Estratto del documento:
──────────
Essi servono fino al momento in cui il tipo di conoscenza che si intendeva esperimentare è stata conseguita. A quel punto l’effetto del karma si è esaurito, anche se possono ancora verificarsi degli effetti residui, ma che non sono più vissuti con tutta quell’investimento emotivo e psicologico che contrassegnano il karma.
L’ancora che era stata fermamente posta per presidiare quella zona conoscitiva, e per evitare che la nave guizzasse via, allora può essere tirata, ma ciò non toglie che la nave possa ancora rimanere in zona.
Il karma, come incardinamento di un progetto di esperienza non risponde, allora, unicamente alla legge di causa ed effetto, ma rappresenta piuttosto l’impegno che ciascuno si è assunto prima di incarnarsi, quello cioè di voler fare precisamente un certo tipo di esperienze e di conoscenze. Ciò vuol dire che il karma lo si può concepire anche sganciato da un rapporto meccanico e necessitante di causa-effetto, come normalmente è inteso, per ricondurlo alla sua vera funzione, cioè quello di essere una modalità di azione a disposizione dello spirito per far sì che un proprio determinato progetto conoscitivo vada ad esecuzione, e ciò a prescindere da una situazione debitoria, che può pure esserci, ma, anche in questo caso, sempre intendendola come una situazione deficitaria nei confronti della conoscenza universale.
──────────
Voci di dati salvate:
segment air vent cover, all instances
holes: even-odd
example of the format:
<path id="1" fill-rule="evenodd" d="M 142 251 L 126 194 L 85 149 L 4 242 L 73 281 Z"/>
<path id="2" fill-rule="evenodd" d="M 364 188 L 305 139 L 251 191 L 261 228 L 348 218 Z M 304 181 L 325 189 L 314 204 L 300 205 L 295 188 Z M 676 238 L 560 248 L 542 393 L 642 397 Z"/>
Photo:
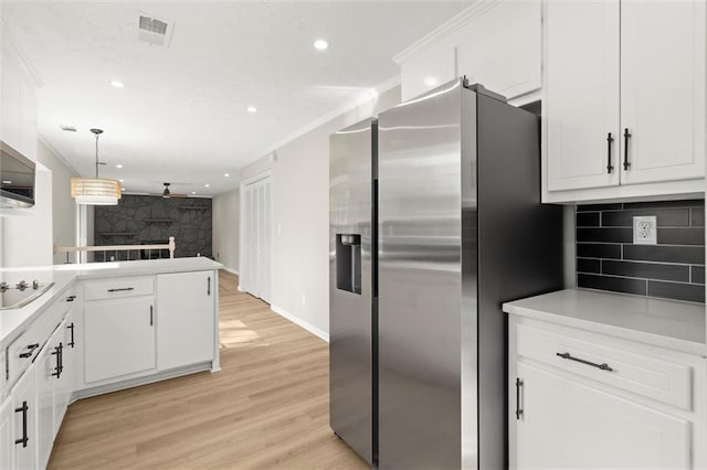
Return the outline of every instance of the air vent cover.
<path id="1" fill-rule="evenodd" d="M 151 45 L 168 46 L 173 24 L 165 19 L 138 13 L 137 36 Z"/>

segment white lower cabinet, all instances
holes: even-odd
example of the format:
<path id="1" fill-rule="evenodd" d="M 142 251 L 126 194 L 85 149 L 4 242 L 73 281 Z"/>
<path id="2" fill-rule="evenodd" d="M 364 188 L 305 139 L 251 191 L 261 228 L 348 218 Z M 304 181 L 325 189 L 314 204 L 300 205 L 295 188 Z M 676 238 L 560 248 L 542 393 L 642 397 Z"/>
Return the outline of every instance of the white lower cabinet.
<path id="1" fill-rule="evenodd" d="M 28 368 L 12 389 L 12 469 L 36 467 L 36 399 L 34 365 Z"/>
<path id="2" fill-rule="evenodd" d="M 517 375 L 517 468 L 689 468 L 689 420 L 532 365 Z"/>
<path id="3" fill-rule="evenodd" d="M 706 368 L 704 357 L 511 316 L 510 468 L 705 468 Z"/>
<path id="4" fill-rule="evenodd" d="M 0 404 L 0 469 L 2 470 L 12 468 L 12 447 L 14 446 L 12 415 L 12 397 L 8 397 Z"/>
<path id="5" fill-rule="evenodd" d="M 86 383 L 155 370 L 155 299 L 86 302 Z"/>
<path id="6" fill-rule="evenodd" d="M 64 419 L 72 393 L 73 364 L 67 361 L 64 319 L 34 361 L 36 385 L 36 440 L 38 463 L 46 467 L 52 453 L 54 437 Z"/>
<path id="7" fill-rule="evenodd" d="M 213 361 L 217 339 L 214 271 L 157 276 L 157 366 Z"/>

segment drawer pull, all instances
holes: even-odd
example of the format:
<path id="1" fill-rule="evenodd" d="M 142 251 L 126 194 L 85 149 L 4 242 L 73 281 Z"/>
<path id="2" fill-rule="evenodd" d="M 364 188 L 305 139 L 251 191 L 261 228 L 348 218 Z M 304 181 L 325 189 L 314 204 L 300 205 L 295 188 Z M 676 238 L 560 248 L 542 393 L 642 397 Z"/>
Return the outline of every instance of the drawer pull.
<path id="1" fill-rule="evenodd" d="M 28 359 L 28 357 L 32 357 L 32 353 L 34 352 L 35 349 L 38 349 L 40 345 L 38 343 L 34 344 L 30 344 L 27 346 L 27 349 L 29 350 L 28 352 L 21 353 L 20 357 L 22 359 Z"/>
<path id="2" fill-rule="evenodd" d="M 123 292 L 125 290 L 135 290 L 135 287 L 120 287 L 118 289 L 108 289 L 108 292 Z"/>
<path id="3" fill-rule="evenodd" d="M 15 439 L 14 444 L 21 444 L 22 447 L 27 447 L 27 442 L 30 438 L 27 436 L 27 412 L 30 408 L 27 406 L 27 402 L 22 402 L 22 406 L 19 408 L 14 408 L 14 413 L 22 414 L 22 437 L 20 439 Z"/>
<path id="4" fill-rule="evenodd" d="M 66 327 L 66 328 L 71 330 L 71 341 L 68 343 L 66 343 L 66 345 L 71 346 L 71 349 L 74 349 L 74 346 L 76 345 L 76 343 L 74 342 L 74 329 L 76 327 L 74 325 L 74 322 L 72 321 L 71 324 L 68 327 Z"/>
<path id="5" fill-rule="evenodd" d="M 569 361 L 581 362 L 582 364 L 591 365 L 592 367 L 601 368 L 602 371 L 611 372 L 613 368 L 609 366 L 605 362 L 602 364 L 597 364 L 595 362 L 584 361 L 583 359 L 572 357 L 570 353 L 556 353 L 556 355 L 567 359 Z"/>
<path id="6" fill-rule="evenodd" d="M 516 419 L 523 417 L 523 408 L 520 407 L 520 388 L 523 388 L 523 381 L 516 377 Z"/>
──────────
Esercizi:
1 – Rispondi a queste domande sul brano sul karma:
(a) Quando si esaurisce l'effetto del karma?
(b) A quale scopo era stata posta l'ancora?
(c) Quale impegno rappresenta il karma?
2 – Stampa la parte del brano sul karma che va da "L’ancora che era" a "rimanere in zona.".
Il materiale non serve per rispondere.

Soluzioni in ordine:
1 –
(a) Quando il tipo di conoscenza che si intendeva sperimentare è stato conseguito.
(b) Per presidiare quella zona conoscitiva e per evitare che la nave guizzasse via.
(c) L'impegno, assunto da ciascuno prima di incarnarsi, di voler fare precisamente un certo tipo di esperienze e di conoscenze.

2 –
L’ancora che era stata fermamente posta per presidiare quella zona conoscitiva, e per evitare che la nave guizzasse via, allora può essere tirata, ma ciò non toglie che la nave possa ancora rimanere in zona.